> INSTRUCTION 1
Decide whether each statement below agrees with the patent text on the pneumatic percussion hammer, answering yes or no and quoting the words of the text that settle it. (a) The mass increasing part makes the percussion block bigger overall. (b) A pneumatic spanner is mainly used to fasten or loosen large-sized nuts or bolts. (c) Up to three percussion hammers are housed inside the percussion seat.
> INSTRUCTION 2
Copy everything in the patent text on the pneumatic percussion hammer from "BACKGROUND OF THE" down to "37 CFR 1.98.".

> PASSAGE TO READ
┄┄┄┄┄┄┄┄┄┄

Abstract:
A pneumatic tool percussion hammer features motion ends of the percussion block of the percussion hammer with added configuration of a mass increasing part. The mass increasing part can help to increase the mass of the motion ends of the percussion block without increasing the overall size of the percussion block. Hence, the present invention can effectively increase the inertia force of the percussion block in motion, and consequently the torsion and instant acceleration of the percussion hammer, without the need to increase the overall size of the percussion hammer.

Description:
CROSS-REFERENCE TO RELATED U.S. APPLICATIONS 
       [0001]    Not applicable. 
       STATEMENT REGARDING FEDERALLY SPONSORED RESEARCH OR DEVELOPMENT 
       [0002]    Not applicable. 
       NAMES OF PARTIES TO A JOINT RESEARCH AGREEMENT 
       [0003]    Not applicable. 
       REFERENCE TO AN APPENDIX SUBMITTED ON COMPACT DISC 
       [0004]    Not applicable. 
       BACKGROUND OF THE INVENTION 
       [0005]    1. Field of the Invention 
         [0006]    The present invention relates generally to a pneumatic tool percussion hammer structure, and more particularly to an innovative torsion increasing percussion hammer. 
         [0007]    2. Description of Related Art Including Information Disclosed Under 37 CFR 1.97 and 37 CFR 1.98. 
         [0008]    The functions of various pneumatic tools are based on torsion generated by the pneumatic power. For example, a pneumatic spanner is mainly used to fasten or loosen large-sized nuts or bolts. Because such large-sized nuts or bolts require a high fastening torsion, the pneumatic spanner must generate sufficient torsion to be capable of the operation. 
         [0009]    Said pneumatic spanner usually generates torsion through the configuration of a percussion seat. Inside the percussion seat, one or two block-shaped percussion hammers are housed and restrained. The hammers will have an inertia motion along with the stops of positive or negative revolving of the driving axle, and generate a torsion-increasing percussion force.

┄┄┄┄┄┄┄┄┄┄

Data entries
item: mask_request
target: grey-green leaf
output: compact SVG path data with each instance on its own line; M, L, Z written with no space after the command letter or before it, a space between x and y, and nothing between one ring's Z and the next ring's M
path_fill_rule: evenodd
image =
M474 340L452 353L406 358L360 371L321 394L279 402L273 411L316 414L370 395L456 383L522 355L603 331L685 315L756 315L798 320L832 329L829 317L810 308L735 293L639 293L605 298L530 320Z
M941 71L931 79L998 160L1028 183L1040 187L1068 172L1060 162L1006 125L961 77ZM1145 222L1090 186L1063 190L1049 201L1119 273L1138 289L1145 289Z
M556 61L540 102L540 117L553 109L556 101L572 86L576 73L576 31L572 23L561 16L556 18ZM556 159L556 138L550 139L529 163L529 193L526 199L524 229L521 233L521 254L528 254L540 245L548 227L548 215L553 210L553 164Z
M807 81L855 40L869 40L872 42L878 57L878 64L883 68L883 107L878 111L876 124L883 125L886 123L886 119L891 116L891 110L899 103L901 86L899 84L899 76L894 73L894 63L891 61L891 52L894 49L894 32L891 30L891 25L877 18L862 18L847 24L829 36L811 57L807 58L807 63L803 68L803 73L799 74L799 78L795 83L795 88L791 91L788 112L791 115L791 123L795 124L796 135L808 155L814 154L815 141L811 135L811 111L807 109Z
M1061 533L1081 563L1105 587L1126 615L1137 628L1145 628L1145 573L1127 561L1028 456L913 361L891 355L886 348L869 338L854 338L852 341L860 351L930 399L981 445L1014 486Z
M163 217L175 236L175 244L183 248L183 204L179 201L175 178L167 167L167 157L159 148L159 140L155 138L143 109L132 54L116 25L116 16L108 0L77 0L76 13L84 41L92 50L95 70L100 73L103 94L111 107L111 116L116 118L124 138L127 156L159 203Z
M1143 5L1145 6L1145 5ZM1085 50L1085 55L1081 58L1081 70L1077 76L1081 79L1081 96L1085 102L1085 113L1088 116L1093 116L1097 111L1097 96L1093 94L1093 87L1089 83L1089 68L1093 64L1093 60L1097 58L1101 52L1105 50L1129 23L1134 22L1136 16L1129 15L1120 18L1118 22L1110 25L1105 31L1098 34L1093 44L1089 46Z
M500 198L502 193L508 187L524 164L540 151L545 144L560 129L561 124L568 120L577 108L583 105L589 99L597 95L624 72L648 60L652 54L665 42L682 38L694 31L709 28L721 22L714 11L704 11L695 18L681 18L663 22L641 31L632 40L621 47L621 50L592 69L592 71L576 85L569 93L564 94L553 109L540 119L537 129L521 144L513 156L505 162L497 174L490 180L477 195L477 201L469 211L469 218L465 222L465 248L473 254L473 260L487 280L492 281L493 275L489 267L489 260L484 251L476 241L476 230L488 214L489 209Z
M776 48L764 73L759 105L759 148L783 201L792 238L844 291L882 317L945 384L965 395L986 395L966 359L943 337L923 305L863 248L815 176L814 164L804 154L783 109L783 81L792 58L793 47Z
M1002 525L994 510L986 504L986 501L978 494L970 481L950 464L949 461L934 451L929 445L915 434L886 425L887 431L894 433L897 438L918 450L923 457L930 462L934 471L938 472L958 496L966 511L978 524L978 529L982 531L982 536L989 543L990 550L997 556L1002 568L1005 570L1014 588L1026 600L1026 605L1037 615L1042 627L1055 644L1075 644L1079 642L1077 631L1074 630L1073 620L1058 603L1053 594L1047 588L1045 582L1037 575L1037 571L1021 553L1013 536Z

┄┄┄┄┄┄┄┄┄┄

> WRITTEN RESPONSE 1
(a) No: "without increasing the overall size of the percussion block"
(b) Yes: "a pneumatic spanner is mainly used to fasten or loosen large-sized nuts or bolts"
(c) No: "one or two block-shaped percussion hammers are housed and restrained"

> WRITTEN RESPONSE 2
BACKGROUND OF THE INVENTION 
       [0005]    1. Field of the Invention 
         [0006]    The present invention relates generally to a pneumatic tool percussion hammer structure, and more particularly to an innovative torsion increasing percussion hammer. 
         [0007]    2. Description of Related Art Including Information Disclosed Under 37 CFR 1.97 and 37 CFR 1.98.